■ TEXTO FORNECIDO ■

Houve efeitos positivos no afastamento temporário de Dilma Rousseff, pois, após 13 anos e 5 meses de governo do PT, boa parte da sociedade havia perdido a noção sobre quais problemas haviam sido gerados pelo governo petista e quais problemas eram simplesmente do Brasil, uma vez que sempre ou quase sempre existiram, e continuarão existindo até que sejam feitas reformas estruturais de qualidade, que não estão sendo propostas pelo Governo Temer.   

Um aspecto positivo foi observar como uma política pautada na ultrapassada ideologia neoliberal é falha e, assim como na Argentina, gera mais custos do que benefícios.

Um governo foi deposto sob alegações de gastos excessivos e corrupção para colocação de outro muito mais gastador e corrupto.

■ TAREFAS PROPOSTAS ■
1. Transcreva fielmente o trecho do texto sobre o afastamento de Dilma Rousseff que começa nas palavras "Houve efeitos positivos" e termina depois de "gastador e corrupto.".
2. Dê continuidade ao texto sobre o afastamento de Dilma Rousseff, começando logo após a última frase apresentada.

■ DADOS BRUTOS ■
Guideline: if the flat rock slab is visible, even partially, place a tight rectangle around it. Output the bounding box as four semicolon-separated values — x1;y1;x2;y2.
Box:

■ RESPOSTAS ESCRITAS ■
1.
Houve efeitos positivos no afastamento temporário de Dilma Rousseff, pois, após 13 anos e 5 meses de governo do PT, boa parte da sociedade havia perdido a noção sobre quais problemas haviam sido gerados pelo governo petista e quais problemas eram simplesmente do Brasil, uma vez que sempre ou quase sempre existiram, e continuarão existindo até que sejam feitas reformas estruturais de qualidade, que não estão sendo propostas pelo Governo Temer.   

Um aspecto positivo foi observar como uma política pautada na ultrapassada ideologia neoliberal é falha e, assim como na Argentina, gera mais custos do que benefícios.

Um governo foi deposto sob alegações de gastos excessivos e corrupção para colocação de outro muito mais gastador e corrupto.

2.
Logo após o afastamento de Dilma, houve vazamentos de áudios incriminando políticos chave do governo interino, inclusive o próprio Michel Temer, além de políticos de outros partidos até então poupados, como o PSDB, comprovando que a corrupção é um mal endêmico.

Era como se a “República de Curitiba” apenas estivesse esperando passar o afastamento para “atacar” a reputação dos governantes interinos perante a sociedade e manter a força das investigações. É inegável que o Poder Judiciário, o Ministério Público Federal e a Polícia Federal estão agindo ao seu critério para alterar a política.

Os envolvidos nos vazamentos deveriam expor antes da votação toda a sujeira à qual já têm acesso e, assim, deixar que a sociedade e os políticos eleitos por ela decidam o futuro do país. A seletividade significa manipulação política e social.

Parece inegável que o governo Dilma tinha menos intenção de interferir na Lava Jato do que o governo Temer, de modo que é do interesse corporativo da República de Curitiba a volta da Presidente democraticamente eleita e a realização de consulta democrática acerca de novas eleições.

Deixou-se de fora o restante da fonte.